What the task requires
Rewrite the lines of the records below as a numbered list, omitting any blank lines.

Materials provided

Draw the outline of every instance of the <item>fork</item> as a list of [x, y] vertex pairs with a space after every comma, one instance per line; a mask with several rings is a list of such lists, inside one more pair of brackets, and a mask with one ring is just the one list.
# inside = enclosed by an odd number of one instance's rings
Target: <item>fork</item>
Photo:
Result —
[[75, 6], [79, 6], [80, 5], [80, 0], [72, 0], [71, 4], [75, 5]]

Answer to the problem
1. Draw the outline of every instance of the <item>fork</item> as a list of [x, y] vertex pairs with a space after every comma, one instance per line; a mask with several rings is a list of such lists, inside one more pair of brackets, and a mask with one ring is just the one list.
2. # inside = enclosed by an odd number of one instance's rings
3. Target: <item>fork</item>
4. Photo:
5. Result —
6. [[75, 6], [79, 6], [80, 5], [80, 0], [72, 0], [71, 4], [75, 5]]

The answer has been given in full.